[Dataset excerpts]
::::::::

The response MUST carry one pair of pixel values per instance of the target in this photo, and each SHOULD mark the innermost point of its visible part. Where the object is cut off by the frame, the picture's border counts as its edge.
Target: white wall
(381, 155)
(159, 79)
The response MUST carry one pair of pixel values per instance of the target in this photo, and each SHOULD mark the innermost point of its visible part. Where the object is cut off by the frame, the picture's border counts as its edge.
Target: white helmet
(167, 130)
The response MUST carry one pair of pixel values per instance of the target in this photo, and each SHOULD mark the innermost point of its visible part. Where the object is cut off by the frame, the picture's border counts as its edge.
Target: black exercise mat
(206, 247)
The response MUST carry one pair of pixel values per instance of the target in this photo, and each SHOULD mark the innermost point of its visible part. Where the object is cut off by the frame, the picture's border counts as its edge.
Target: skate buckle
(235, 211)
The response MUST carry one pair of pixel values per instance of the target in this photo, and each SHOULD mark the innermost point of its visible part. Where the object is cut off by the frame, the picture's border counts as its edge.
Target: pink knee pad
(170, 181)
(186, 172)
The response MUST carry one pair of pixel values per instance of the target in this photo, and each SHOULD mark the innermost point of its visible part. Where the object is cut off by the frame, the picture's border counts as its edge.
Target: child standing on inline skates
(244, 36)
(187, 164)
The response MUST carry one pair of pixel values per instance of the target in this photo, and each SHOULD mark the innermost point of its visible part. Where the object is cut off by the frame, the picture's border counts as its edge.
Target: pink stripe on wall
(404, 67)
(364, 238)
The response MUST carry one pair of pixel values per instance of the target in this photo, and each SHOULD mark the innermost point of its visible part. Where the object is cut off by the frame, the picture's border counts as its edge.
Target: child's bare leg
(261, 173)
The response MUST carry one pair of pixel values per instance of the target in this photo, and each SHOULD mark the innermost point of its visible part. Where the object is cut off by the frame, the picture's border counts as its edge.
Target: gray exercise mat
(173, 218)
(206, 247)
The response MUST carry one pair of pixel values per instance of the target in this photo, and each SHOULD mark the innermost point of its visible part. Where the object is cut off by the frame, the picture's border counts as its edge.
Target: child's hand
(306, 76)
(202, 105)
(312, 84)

::::::::

All lines of the data above must be repeated exactly.

## RESULT BELOW
The response MUST carry one pair of pixel values per instance of the target in this photo, and each SHOULD mark the innermost point of its visible part. Where the object is cut off by the frame, the picture's border counts as its edge.
Target: white wall
(381, 155)
(159, 79)
The response MUST carry one pair of pixel values per instance of the target in this photo, and each SHOULD mark the innermost point of its visible part. Where the object is cut off by the frame, the picture's border counts as its edge.
Target: white helmet
(167, 130)
The response MUST carry one pair of pixel values per instance of the target in this photo, and each SHOULD mark the innermost point of its visible part. Where the object is cut off by the frame, the picture's border counts as its edge.
Target: black exercise mat
(206, 247)
The response MUST carry one pair of pixel values per instance of the target in this photo, and each SHOULD mark the innermost point of its visible part. Where the object is cut off by the frame, the picture's border counts as its edge.
Target: skate buckle
(235, 211)
The response MUST carry one pair of pixel values per instance of the target in this photo, and each SHOULD mark the innermost point of its visible part. Where the object is cut off by the frame, the picture's border counts as its edge.
Target: pink knee pad
(170, 181)
(186, 172)
The response MUST carry one pair of pixel values per instance of the target in this photo, and each SHOULD mark the innermost point of its visible part. Where the object is cut off by the frame, the picture's border counts as its edge.
Target: child standing on inline skates
(244, 36)
(187, 164)
The response MUST carry one pair of pixel values per instance of the target in this photo, and each SHOULD mark the innermost point of its visible part. Where the object is cut off by the frame, the picture's border counts as its edge.
Target: pink stripe on wall
(404, 67)
(364, 238)
The response MUST carry one pair of pixel values per instance of the target in this photo, and each SHOULD mark the innermost point of its visible part. Where the object is cut off by the frame, the picture's border counts as its edge.
Target: child's bare leg
(261, 173)
The response MUST carry one pair of pixel values per instance of the target in this photo, and each SHOULD mark the innermost point of its visible part. Where the object is cut off by the frame, the picture's border counts as its edge.
Target: gray exercise mat
(173, 218)
(206, 247)
The response MUST carry one pair of pixel values per instance of the target in this photo, and each SHOULD mark the innermost point of its visible part. Where the object is cut off by the frame, the picture's border counts as its edge.
Target: child's hand
(306, 76)
(202, 105)
(312, 84)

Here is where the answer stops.